EXERCISE:
Give the lines between the one holding "Please examine the photo and determine if any dining" and the one holding "left=91, top=67, right=107, bottom=221", inclusive, as a Markdown table with the columns n and Line. Number each row, and leave out blank lines.

[Entries on locating named things]
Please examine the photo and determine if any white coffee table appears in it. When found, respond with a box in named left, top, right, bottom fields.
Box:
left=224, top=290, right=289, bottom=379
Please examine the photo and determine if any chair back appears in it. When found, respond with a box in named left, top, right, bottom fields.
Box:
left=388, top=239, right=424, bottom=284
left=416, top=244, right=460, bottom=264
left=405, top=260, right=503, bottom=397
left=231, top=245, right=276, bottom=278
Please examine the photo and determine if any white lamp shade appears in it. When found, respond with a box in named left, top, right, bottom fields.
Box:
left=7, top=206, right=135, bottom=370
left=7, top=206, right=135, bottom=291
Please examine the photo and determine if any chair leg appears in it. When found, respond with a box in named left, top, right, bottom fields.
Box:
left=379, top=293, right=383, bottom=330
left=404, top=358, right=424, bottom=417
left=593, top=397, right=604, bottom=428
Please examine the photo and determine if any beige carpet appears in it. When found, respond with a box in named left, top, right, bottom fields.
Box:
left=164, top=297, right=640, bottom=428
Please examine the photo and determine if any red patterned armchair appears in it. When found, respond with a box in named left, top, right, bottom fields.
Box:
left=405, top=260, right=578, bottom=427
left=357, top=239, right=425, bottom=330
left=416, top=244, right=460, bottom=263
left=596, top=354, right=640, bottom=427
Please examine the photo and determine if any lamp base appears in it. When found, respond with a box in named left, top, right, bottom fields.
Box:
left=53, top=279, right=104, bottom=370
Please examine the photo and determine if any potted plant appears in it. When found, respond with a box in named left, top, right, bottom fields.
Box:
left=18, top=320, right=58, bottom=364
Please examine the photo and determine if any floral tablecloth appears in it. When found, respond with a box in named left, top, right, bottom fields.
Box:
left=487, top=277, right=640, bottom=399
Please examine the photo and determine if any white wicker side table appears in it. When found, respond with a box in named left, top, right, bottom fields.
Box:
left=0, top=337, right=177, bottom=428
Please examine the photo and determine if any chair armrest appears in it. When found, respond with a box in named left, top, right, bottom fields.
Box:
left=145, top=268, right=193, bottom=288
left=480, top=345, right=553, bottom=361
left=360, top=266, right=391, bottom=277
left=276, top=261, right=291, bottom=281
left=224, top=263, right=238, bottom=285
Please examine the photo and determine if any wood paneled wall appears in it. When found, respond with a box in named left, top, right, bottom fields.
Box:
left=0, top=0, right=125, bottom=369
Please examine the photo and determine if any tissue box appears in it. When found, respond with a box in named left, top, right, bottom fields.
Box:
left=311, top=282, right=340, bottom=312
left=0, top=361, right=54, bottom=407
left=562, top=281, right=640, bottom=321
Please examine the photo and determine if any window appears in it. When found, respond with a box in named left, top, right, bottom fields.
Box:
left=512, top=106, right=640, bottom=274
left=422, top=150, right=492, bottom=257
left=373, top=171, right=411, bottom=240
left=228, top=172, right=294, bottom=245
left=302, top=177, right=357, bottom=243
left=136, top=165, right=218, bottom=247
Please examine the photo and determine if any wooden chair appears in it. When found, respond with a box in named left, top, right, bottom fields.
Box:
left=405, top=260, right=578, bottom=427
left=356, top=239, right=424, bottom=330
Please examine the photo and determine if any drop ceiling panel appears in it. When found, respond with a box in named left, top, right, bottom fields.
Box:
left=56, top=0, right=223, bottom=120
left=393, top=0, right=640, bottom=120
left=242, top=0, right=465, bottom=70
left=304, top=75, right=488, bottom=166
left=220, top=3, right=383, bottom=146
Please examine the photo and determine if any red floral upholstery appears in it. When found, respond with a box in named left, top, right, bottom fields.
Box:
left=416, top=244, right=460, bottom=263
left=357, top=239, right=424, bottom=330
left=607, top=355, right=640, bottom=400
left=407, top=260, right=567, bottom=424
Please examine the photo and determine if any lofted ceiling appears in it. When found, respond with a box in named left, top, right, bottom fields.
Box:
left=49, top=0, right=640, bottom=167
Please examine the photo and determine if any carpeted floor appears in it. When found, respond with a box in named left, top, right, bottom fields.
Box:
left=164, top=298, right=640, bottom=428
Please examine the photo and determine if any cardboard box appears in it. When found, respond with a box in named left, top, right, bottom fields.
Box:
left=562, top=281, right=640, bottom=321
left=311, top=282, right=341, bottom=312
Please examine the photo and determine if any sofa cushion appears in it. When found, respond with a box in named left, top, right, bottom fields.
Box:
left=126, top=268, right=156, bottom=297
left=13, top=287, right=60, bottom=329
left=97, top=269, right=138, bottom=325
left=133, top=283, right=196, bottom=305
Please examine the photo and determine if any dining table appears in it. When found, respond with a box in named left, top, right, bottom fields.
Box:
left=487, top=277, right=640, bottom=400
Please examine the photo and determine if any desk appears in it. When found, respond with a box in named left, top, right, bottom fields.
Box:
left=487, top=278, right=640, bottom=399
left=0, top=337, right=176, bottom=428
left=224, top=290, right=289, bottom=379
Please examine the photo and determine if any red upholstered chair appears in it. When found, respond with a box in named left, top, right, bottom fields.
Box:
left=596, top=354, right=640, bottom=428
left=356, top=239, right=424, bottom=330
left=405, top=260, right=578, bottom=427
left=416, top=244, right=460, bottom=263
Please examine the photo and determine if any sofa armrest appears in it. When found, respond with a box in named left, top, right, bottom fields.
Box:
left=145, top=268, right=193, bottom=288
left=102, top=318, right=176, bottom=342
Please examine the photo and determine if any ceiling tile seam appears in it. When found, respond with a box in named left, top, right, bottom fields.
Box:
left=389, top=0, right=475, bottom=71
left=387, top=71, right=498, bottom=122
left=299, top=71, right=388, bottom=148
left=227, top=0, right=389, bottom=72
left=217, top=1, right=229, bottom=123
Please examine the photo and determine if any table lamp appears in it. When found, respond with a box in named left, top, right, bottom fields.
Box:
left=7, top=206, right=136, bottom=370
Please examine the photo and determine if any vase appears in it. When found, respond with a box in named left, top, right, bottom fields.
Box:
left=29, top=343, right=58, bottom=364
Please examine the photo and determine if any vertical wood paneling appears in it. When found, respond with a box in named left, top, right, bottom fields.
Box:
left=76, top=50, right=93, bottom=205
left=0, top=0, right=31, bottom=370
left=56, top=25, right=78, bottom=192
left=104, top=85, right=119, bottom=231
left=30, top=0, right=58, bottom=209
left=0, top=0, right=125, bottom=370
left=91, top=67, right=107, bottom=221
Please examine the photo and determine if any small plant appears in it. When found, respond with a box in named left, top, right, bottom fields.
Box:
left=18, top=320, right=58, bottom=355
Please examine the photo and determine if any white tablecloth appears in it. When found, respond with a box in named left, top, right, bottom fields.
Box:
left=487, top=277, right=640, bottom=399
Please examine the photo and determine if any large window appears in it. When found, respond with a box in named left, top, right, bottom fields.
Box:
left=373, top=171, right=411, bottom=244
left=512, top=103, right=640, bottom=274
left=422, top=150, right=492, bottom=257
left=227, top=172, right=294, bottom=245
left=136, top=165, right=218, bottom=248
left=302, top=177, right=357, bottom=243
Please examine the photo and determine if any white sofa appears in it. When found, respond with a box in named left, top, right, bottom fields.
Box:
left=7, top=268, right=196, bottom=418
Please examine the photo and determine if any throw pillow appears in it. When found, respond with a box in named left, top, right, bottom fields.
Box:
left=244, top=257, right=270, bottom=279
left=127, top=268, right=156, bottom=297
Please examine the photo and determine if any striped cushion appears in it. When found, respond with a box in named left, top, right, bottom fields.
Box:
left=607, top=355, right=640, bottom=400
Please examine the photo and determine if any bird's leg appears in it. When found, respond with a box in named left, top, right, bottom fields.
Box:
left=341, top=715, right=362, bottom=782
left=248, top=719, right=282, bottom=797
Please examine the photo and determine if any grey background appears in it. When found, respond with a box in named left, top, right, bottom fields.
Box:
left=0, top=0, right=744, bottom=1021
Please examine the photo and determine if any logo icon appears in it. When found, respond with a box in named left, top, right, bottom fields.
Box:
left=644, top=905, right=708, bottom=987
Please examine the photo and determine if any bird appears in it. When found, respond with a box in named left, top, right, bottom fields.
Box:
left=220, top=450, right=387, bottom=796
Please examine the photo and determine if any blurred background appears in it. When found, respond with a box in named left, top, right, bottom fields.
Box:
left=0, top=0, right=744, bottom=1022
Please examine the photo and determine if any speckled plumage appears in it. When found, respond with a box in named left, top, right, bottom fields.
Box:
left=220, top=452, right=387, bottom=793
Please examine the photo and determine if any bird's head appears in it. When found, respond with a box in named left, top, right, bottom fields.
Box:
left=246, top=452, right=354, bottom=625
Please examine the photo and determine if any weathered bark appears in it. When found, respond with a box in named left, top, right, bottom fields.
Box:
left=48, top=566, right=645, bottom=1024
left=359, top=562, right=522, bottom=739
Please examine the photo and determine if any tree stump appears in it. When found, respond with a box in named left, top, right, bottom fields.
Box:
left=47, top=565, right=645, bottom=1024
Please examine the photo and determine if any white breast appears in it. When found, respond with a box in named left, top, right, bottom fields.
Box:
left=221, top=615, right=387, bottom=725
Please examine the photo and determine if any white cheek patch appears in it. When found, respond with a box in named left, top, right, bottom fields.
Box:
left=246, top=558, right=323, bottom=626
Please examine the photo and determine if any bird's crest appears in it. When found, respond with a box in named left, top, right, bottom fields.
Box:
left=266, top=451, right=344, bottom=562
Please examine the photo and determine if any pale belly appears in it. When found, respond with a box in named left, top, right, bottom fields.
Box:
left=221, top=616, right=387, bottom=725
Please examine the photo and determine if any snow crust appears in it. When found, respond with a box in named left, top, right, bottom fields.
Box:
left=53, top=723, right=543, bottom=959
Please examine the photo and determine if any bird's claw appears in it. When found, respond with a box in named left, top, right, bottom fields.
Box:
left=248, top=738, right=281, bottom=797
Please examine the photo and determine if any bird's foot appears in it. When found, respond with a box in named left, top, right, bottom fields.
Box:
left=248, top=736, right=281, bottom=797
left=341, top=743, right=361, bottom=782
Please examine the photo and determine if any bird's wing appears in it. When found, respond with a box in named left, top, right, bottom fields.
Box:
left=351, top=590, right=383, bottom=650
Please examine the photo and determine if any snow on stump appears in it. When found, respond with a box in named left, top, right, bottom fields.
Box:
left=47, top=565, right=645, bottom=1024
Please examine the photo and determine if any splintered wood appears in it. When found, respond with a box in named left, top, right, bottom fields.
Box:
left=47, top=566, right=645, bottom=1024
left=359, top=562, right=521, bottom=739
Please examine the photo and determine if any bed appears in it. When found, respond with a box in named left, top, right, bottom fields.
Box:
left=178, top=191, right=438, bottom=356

WORKED SOLUTION:
| n | Line |
|---|---|
| 1 | Please examine the photo and determine if any dining table appears in it. When found, respond with a box in named left, top, right, bottom fields. |
| 2 | Box: |
| 3 | left=487, top=277, right=640, bottom=400 |
| 4 | Please examine the photo and determine if any desk appears in it. When found, respond with a box in named left, top, right, bottom fields. |
| 5 | Box: |
| 6 | left=487, top=278, right=640, bottom=399 |
| 7 | left=0, top=337, right=176, bottom=428 |
| 8 | left=224, top=290, right=289, bottom=379 |
| 9 | Please examine the photo and determine if any red upholstered chair appears in it. When found, respond with a box in named left, top, right, bottom fields. |
| 10 | Box: |
| 11 | left=596, top=354, right=640, bottom=428 |
| 12 | left=356, top=239, right=424, bottom=330 |
| 13 | left=405, top=260, right=578, bottom=427 |
| 14 | left=416, top=244, right=460, bottom=263 |
| 15 | Please examine the photo and determine if any sofa armrest appears in it. When found, respond with a box in named left, top, right, bottom fields. |
| 16 | Box: |
| 17 | left=145, top=268, right=193, bottom=288 |
| 18 | left=102, top=318, right=176, bottom=342 |
| 19 | Please examine the photo and determine if any ceiling tile seam appears in it. When found, respond with a box in named left, top, right, bottom fields. |
| 20 | Box: |
| 21 | left=389, top=0, right=475, bottom=71 |
| 22 | left=387, top=71, right=498, bottom=122 |
| 23 | left=299, top=71, right=388, bottom=148 |
| 24 | left=227, top=0, right=389, bottom=72 |
| 25 | left=217, top=1, right=229, bottom=123 |
| 26 | Please examine the photo and determine if any table lamp appears in it. When found, respond with a box in named left, top, right, bottom fields. |
| 27 | Box: |
| 28 | left=7, top=206, right=136, bottom=370 |
| 29 | Please examine the photo and determine if any vase appears in it. When found, respond with a box in named left, top, right, bottom fields. |
| 30 | Box: |
| 31 | left=29, top=343, right=58, bottom=364 |
| 32 | Please examine the photo and determine if any vertical wood paneling appears in it. When found, respond with a box in named left, top, right, bottom fields. |
| 33 | Box: |
| 34 | left=76, top=50, right=93, bottom=205 |
| 35 | left=0, top=0, right=31, bottom=370 |
| 36 | left=56, top=25, right=78, bottom=192 |
| 37 | left=104, top=85, right=119, bottom=231 |
| 38 | left=30, top=0, right=58, bottom=209 |
| 39 | left=0, top=0, right=125, bottom=370 |
| 40 | left=91, top=67, right=107, bottom=221 |